## Texte donné
::::

Pourquoi restes-tu à regarder notre misère ? Ce cri de douleur, du prophète Habacuc, est un cri que plusieurs croyants et croyantes ont adressé à Dieu au cours des siècles. Comme Habacuc, bien des fidèles du Seigneur se sont exprimés dans les mêmes mots : “Combien de temps, Seigneur, vais-je t’appeler au secours, et tu n’entends pas, crier contre la violence, et tu ne délivres pas !”

Ce cri de douleur, qui se situe à la frange de la désespérance, est d’autant plus aigu qu’il s’adresse au Dieu tout-puissant et Maître de l’histoire. Ce cri d’Habacuc jaillit du plus profond de l’humanité, il est le même qu’ont exprimé au cœur de l’histoire, des millions de personnes. 

On peut penser aux injustices et aux souffrances de la vie de tous les jours, dont nous avons pu nous-mêmes souffrir à un moment ou l’autre de notre vie, comme aussi nous pouvons nous remémorer ces millions de personnes qui au cours de l‘histoire de l’humanité ont été torturées, humiliées, déplacées, tuées, ceux et celles qui ont vu égorger devant elles des parents, des enfants, des amis, l’être aimé par excellence. Que dire de toutes les victimes de génocides ou de cataclysmes naturels ? Tout au long de la Bible, comme au cours de l’Histoire ; des hommes, des femmes s’insurgent contre le silence apparent de Dieu, voir même dénoncent son inutilité.

::::

## Travail à faire
- A) Répondez aux questions suivantes sur le texte consacré au cri d'Habacuc :
(i) Quel prophète le texte cite-t-il comme auteur de ce cri de douleur ?
(ii) D'après le deuxième paragraphe, à qui ce cri s'adresse-t-il ?
(iii) Selon la dernière phrase, contre quoi des hommes et des femmes s'insurgent-ils ?
- B) Dans le texte sur le cri d'Habacuc, relevez tous les participes passés qui décrivent ce qu'ont subi « ces millions de personnes » au cours de l'histoire de l'humanité.
La liste qui suit forme un matériel distinct du texte.

::::

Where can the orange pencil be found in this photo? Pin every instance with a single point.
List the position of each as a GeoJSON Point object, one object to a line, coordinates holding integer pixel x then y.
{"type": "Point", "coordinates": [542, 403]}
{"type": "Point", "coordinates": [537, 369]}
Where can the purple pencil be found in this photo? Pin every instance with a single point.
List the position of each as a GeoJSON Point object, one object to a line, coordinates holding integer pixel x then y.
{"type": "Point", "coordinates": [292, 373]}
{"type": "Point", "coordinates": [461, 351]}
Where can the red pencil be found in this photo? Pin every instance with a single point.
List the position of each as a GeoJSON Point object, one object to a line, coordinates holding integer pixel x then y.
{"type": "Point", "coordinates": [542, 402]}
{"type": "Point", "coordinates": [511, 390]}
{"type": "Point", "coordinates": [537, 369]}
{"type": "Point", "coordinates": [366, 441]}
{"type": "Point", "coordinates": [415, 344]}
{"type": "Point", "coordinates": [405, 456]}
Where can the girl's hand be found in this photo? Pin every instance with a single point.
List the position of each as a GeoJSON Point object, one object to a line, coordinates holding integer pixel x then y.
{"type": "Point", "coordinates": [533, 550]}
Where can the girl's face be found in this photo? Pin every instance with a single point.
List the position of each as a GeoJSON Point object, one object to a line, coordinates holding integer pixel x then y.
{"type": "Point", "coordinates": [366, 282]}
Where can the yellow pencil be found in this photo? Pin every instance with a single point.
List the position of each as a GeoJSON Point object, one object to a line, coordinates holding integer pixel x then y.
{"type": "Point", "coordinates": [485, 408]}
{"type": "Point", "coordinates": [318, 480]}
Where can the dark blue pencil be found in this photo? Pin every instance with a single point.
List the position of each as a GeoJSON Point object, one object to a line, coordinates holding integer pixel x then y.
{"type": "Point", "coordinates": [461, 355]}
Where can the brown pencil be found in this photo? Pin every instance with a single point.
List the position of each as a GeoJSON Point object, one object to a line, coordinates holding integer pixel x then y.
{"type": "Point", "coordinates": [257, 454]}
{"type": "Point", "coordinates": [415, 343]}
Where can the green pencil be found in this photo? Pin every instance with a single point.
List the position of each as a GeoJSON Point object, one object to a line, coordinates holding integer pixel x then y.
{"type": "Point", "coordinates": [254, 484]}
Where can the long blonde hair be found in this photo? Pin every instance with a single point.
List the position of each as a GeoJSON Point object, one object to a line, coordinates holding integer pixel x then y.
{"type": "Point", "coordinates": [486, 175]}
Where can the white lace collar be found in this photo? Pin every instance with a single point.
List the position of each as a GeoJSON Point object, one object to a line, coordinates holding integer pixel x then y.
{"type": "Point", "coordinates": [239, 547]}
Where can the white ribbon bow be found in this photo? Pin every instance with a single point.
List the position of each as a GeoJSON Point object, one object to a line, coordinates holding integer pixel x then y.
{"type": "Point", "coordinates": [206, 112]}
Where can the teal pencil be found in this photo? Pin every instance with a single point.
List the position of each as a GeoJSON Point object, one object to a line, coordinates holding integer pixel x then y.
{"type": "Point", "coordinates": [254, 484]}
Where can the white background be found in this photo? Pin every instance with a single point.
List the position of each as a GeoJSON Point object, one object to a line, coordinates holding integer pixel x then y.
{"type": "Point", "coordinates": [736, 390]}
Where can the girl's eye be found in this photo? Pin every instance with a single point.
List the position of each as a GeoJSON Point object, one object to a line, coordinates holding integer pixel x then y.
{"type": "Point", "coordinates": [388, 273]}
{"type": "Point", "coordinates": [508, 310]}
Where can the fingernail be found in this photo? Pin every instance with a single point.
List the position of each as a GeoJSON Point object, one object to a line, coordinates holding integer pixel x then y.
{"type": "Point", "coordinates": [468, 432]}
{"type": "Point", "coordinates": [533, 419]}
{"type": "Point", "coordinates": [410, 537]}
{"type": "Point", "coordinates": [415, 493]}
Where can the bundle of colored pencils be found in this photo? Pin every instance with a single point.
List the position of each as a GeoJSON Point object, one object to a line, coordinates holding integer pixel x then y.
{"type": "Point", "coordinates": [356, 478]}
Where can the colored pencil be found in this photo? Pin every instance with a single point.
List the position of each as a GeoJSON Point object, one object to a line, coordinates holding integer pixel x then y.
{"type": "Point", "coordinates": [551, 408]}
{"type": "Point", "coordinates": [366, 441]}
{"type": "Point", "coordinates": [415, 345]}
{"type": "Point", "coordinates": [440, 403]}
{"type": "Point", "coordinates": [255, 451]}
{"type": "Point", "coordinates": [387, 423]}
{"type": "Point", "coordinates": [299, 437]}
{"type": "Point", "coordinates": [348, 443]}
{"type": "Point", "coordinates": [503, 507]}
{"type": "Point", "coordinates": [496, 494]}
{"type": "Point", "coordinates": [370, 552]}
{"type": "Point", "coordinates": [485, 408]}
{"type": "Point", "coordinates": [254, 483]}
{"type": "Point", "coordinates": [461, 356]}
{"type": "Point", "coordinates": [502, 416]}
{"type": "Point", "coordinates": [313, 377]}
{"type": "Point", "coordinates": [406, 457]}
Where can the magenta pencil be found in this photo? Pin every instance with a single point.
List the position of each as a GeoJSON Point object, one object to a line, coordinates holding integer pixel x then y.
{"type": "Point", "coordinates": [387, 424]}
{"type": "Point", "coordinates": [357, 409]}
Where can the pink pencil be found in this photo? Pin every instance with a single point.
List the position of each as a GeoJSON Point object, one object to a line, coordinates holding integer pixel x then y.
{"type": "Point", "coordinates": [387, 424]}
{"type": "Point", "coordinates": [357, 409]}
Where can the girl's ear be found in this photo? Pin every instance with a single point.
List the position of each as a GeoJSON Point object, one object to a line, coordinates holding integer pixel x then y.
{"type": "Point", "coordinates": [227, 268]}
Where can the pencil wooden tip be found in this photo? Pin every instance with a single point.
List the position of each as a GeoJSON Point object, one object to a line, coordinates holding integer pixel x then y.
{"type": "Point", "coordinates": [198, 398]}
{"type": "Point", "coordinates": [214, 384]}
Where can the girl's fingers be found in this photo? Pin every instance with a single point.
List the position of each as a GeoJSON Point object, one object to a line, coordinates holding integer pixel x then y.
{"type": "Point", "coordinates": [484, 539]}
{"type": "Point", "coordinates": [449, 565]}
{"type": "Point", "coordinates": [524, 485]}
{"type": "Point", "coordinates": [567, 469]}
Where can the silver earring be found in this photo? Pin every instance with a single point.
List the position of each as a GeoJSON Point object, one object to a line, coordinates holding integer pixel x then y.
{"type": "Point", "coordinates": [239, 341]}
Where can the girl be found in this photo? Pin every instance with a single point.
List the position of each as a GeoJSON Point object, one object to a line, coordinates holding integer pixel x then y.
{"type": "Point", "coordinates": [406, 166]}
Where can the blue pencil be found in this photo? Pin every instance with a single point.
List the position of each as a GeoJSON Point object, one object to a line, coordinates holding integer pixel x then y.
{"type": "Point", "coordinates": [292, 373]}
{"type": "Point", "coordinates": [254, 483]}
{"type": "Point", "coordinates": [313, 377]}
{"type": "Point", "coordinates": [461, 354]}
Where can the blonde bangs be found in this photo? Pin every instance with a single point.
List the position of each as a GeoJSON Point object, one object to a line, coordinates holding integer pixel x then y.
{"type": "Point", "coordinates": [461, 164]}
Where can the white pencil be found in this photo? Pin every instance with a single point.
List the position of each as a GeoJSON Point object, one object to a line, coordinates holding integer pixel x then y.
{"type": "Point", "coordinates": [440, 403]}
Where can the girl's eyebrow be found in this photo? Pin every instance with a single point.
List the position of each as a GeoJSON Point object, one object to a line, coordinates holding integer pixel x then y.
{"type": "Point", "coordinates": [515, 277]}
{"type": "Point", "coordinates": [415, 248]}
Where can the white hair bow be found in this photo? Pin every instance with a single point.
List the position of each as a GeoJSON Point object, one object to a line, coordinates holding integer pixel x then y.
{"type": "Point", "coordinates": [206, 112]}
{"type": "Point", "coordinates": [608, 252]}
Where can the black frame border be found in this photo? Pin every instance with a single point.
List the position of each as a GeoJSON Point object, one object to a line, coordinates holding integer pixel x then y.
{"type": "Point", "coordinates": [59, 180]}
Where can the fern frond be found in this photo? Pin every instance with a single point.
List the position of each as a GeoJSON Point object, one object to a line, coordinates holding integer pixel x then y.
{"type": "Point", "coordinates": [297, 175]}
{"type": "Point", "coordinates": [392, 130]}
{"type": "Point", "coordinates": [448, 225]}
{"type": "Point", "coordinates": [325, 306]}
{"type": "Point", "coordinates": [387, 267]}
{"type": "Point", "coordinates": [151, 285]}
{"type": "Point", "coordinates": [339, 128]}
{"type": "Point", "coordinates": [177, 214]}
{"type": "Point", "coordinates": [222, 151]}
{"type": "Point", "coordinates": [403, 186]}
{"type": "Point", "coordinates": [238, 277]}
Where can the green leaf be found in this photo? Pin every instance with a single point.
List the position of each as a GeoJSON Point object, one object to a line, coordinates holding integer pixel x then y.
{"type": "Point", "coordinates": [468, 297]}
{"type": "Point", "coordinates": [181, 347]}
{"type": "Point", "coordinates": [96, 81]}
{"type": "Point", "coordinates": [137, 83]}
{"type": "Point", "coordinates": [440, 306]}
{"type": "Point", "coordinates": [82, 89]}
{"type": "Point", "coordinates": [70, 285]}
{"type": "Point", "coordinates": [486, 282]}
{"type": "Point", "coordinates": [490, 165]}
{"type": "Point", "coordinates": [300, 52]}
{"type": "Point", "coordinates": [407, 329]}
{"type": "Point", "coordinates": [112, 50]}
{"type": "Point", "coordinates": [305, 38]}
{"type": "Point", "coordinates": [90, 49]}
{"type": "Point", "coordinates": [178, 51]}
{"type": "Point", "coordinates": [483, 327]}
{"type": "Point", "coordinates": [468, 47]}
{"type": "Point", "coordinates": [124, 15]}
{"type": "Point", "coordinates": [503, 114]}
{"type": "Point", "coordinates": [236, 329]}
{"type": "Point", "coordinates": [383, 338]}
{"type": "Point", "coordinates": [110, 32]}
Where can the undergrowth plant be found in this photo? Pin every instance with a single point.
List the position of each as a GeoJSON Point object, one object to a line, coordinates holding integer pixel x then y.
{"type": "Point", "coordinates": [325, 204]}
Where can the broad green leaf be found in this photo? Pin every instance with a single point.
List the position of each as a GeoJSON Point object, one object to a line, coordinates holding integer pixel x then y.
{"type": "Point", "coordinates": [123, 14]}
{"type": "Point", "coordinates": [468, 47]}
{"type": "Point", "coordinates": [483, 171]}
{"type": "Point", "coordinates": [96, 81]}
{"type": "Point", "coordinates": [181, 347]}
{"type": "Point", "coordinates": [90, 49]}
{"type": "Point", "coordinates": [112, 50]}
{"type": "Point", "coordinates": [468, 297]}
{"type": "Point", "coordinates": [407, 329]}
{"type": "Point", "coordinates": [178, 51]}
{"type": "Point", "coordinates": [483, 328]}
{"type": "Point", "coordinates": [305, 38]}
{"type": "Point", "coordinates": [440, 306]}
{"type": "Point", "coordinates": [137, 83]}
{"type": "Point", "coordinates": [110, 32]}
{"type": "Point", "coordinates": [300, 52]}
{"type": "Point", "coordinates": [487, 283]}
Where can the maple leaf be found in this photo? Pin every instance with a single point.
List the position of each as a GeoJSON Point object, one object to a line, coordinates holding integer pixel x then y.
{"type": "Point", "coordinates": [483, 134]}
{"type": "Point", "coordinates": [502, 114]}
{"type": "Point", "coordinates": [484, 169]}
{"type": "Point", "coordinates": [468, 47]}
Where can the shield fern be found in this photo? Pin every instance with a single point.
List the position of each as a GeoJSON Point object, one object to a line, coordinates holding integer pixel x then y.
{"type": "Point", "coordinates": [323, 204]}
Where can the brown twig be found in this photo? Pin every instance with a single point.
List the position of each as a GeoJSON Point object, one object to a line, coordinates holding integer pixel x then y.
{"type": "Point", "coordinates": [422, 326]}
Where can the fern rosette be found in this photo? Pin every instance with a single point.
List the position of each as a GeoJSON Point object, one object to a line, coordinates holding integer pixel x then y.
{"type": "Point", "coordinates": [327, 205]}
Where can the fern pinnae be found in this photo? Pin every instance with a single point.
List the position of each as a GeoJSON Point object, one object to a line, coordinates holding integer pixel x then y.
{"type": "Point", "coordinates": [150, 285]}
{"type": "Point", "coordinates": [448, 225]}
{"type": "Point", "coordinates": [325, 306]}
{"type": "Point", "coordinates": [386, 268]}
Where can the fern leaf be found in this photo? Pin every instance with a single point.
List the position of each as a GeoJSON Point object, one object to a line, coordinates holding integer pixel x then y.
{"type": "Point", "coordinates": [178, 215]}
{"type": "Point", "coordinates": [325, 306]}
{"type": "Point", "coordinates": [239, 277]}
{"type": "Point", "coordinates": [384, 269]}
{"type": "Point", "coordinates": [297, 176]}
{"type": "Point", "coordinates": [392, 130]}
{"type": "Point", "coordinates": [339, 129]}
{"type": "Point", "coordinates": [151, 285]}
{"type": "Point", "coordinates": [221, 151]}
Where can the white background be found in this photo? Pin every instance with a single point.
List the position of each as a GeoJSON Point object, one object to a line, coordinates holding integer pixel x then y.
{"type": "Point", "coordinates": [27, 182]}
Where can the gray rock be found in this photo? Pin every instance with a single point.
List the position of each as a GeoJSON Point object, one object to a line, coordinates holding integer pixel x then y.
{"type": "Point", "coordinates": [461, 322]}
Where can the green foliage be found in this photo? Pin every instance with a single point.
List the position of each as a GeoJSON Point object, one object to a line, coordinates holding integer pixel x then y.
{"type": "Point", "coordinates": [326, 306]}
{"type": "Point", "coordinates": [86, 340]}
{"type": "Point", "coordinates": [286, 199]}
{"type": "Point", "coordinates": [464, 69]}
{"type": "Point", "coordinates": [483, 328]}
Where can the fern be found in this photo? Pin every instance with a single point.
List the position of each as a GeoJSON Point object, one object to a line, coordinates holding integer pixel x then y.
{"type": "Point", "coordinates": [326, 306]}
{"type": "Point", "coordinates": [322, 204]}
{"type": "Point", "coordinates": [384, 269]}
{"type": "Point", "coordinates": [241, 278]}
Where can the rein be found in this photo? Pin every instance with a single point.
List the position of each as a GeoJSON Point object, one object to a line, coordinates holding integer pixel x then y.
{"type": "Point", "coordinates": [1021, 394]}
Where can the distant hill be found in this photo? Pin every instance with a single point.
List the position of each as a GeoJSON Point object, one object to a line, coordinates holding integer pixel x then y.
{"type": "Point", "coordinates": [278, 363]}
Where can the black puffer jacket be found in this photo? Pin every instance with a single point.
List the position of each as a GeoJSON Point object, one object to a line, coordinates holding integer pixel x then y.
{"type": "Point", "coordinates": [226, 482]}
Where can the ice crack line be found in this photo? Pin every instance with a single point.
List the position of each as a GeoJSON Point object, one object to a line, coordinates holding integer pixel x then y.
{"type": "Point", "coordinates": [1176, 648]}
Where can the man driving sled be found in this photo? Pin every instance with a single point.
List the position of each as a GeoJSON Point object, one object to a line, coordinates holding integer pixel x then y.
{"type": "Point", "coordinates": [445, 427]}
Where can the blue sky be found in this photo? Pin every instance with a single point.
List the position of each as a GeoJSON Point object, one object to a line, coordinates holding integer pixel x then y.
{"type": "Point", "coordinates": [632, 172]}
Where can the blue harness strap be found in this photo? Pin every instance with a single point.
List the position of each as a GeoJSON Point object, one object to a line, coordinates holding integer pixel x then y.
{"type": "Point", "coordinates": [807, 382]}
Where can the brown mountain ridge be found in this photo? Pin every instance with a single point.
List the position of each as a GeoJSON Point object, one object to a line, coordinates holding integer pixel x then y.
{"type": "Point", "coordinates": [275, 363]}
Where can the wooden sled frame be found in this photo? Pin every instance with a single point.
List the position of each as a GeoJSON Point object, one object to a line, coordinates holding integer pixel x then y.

::::

## Liste des réponses
- A)
(i) Le prophète Habacuc.
(ii) Au Dieu tout-puissant et Maître de l'histoire.
(iii) Contre le silence apparent de Dieu.

- B) torturées, humiliées, déplacées, tuées